** Supplied passage **
=== Section Start ===
More Fur Color Variations in Grey Squirrels
In a hub article a couple of months ago I described a blond squirrel that frequented my backyard feeder. In it I also had a fleeting photo of a black squirrel that I assumed was a "catch and release". Although we live in a wooded area many people don’t appreciate the woods being that close and live-capture squirrels and other animals to release in the woods near the lake. Lots of them find their way to my house for a brief food stop and then head home. I assumed Blackie fell into that category since I only saw him once.
Three weeks later, blackie was back and now seems to be regular, though a bit more skittish than the rest of the regulars. Guess if I'd been caught I'd be wary too.
Now that he's a regular and I can get a good look, I see what makes him more distinctive than just a dark body undercoat. It's the dark belly fur that's so odd.
=== Section End ===
** Material supplied **
=== Section Start ===
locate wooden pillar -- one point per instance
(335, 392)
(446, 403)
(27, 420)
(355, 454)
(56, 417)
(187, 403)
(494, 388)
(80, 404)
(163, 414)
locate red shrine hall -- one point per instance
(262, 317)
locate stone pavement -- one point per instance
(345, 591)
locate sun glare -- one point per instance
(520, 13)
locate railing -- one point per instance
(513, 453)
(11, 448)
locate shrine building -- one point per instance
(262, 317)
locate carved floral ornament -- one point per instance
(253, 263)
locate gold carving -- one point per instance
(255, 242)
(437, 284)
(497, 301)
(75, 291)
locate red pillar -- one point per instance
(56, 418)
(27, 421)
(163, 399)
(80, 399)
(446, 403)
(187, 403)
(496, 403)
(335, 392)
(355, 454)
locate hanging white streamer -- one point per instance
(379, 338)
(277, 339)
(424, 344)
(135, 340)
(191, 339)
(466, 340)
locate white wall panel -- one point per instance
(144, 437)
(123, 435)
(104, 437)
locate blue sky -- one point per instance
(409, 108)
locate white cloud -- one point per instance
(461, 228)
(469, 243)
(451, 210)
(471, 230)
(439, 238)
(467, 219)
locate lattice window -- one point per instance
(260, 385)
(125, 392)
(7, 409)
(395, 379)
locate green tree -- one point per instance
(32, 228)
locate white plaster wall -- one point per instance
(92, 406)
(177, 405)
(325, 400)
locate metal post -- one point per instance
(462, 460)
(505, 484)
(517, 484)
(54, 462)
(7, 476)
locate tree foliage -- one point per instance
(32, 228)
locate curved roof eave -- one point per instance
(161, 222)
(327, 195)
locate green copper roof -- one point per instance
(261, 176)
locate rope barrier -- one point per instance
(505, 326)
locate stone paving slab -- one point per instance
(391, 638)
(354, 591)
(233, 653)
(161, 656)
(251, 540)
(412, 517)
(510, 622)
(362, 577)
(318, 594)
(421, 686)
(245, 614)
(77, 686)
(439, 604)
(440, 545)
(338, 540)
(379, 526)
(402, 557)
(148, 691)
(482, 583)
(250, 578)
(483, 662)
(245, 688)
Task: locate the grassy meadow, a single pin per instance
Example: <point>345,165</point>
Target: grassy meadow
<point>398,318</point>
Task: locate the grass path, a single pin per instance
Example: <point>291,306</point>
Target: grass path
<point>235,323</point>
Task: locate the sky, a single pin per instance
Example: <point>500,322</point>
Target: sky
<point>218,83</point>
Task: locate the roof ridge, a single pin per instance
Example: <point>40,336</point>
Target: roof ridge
=== Section End ===
** Parts of the exercise **
• A. In the squirrel article, why did the writer assume the black squirrel was a "catch and release"? Answer in one to three sentences.
• B. Write out the part of the squirrel article that begins at the words "Now that he's" and stops after "that's so odd.".
• C. Write what comes next in the squirrel article, picking up after its last sentence.

** Responses by task **
• A. People nearby catch squirrels alive and release them in the woods near the lake, and many of those animals stop briefly at the writer's house before heading home. The writer had seen the black squirrel only once, so it seemed to be one of them.

• B.
Now that he's a regular and I can get a good look, I see what makes him more distinctive than just a dark body undercoat. It's the dark belly fur that's so odd.

• C.
Eastern Grey squirrels have six genes or gene groups that control fur color for different parts of their body. And, like all mammal have two types or colors of melanin that can be produces: black and blond/red/brown (depending on density). Theoretically, all colors from all black to all white (lack of any melanin) are genetic possibilities. But typical Greys have a grey body undercoat, brown overcoat, and white belly. Though the under and over coat can vary in intensity from very dark to very light, it's the overall scheme that gives them their characteristic appearance
Blackie's black undercoat is only a few shaded darker than the darkest "typical" grey , the black belly and overcoat make for an odd looking animal. The other squirrels don’t seem to notice though.
He most likely has a condition called melanosis or hyperpigmentation where all the genes are cranking out max melanin.